### AUFGABEN
1 - Nenne alle Verben, mit denen der Text über chemische Datenspeicher im Satz „Die Datenmenge, die Menschen generieren, versenden und speichern, wird jeden Tag größer.“ beschreibt, was Menschen mit Daten tun.
2 - Zitiere aus dem Text über chemische Datenspeicher den Abschnitt, der mit „Festplatten brauchen Strom“ beginnt und mit „organischen Molekülen speichern.“ endet.

### TEXTAUSZUG
———

Stabil und sparsam: Chemische Datenspeicher

Festplatten brauchen Strom und Kühlung, Magnetbänder müssen alle paar Jahre kopiert werden. Ein neuer Datenspeicher soll das besser machen: Chemiker aus Harvard wollen Informationen künftig in organischen Molekülen speichern.

Die Datenmenge, die Menschen generieren, versenden und speichern, wird jeden Tag größer. Schätzungen zufolge sollen sich im Jahr 2021 bereits 106.000 Gigabyte Daten pro Sekunde durch das Internet bewegen. Ein großer Teil davon wird gespeichert, vieles soll auch noch Jahre später erhalten sein.

———

### BEREITGESTELLTES MATERIAL

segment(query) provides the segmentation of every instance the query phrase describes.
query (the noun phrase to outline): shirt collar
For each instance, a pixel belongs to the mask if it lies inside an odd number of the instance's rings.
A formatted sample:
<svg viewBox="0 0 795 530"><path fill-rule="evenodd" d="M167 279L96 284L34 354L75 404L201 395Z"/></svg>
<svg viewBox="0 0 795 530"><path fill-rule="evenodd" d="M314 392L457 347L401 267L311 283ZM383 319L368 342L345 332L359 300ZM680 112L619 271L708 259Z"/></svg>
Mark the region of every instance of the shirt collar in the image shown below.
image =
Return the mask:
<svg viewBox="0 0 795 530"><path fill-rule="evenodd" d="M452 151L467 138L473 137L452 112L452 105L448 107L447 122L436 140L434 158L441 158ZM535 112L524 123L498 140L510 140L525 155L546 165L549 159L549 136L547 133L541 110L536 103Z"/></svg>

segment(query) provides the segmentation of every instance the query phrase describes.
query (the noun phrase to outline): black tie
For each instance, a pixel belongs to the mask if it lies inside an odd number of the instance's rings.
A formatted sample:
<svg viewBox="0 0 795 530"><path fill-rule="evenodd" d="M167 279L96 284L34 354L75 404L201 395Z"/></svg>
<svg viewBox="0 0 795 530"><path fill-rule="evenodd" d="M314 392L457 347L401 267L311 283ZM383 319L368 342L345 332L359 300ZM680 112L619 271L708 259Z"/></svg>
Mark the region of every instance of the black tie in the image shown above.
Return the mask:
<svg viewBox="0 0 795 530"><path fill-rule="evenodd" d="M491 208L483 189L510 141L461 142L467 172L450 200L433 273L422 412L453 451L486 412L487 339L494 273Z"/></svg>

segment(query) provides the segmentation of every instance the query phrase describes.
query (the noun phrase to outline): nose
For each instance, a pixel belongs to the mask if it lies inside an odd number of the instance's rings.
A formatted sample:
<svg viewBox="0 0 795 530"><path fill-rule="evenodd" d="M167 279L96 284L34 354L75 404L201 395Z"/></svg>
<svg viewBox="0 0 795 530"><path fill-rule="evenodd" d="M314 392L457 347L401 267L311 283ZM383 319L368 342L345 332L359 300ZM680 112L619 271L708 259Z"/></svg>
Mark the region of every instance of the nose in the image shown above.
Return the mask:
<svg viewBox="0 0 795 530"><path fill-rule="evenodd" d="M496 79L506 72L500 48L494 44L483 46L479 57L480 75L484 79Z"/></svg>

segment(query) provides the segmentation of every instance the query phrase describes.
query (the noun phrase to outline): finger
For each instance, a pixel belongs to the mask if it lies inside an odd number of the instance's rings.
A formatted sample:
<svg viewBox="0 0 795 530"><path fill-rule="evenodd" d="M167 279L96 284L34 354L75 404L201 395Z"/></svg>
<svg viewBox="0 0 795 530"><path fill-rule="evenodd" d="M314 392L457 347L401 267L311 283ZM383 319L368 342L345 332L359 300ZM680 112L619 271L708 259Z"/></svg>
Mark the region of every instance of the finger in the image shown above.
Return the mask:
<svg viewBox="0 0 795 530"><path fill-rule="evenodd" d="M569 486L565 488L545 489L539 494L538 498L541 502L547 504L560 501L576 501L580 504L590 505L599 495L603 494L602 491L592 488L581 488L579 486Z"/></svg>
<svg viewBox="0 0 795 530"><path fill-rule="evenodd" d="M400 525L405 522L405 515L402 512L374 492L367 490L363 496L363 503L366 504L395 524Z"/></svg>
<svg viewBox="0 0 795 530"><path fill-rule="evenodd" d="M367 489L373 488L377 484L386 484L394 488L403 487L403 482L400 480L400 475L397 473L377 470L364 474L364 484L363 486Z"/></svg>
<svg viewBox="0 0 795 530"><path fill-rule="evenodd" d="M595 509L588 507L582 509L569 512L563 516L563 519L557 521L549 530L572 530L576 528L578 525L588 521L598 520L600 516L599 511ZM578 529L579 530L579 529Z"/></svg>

———

### LÖSUNGEN
1 - generieren, versenden, speichern

2 -
Festplatten brauchen Strom und Kühlung, Magnetbänder müssen alle paar Jahre kopiert werden. Ein neuer Datenspeicher soll das besser machen: Chemiker aus Harvard wollen Informationen künftig in organischen Molekülen speichern.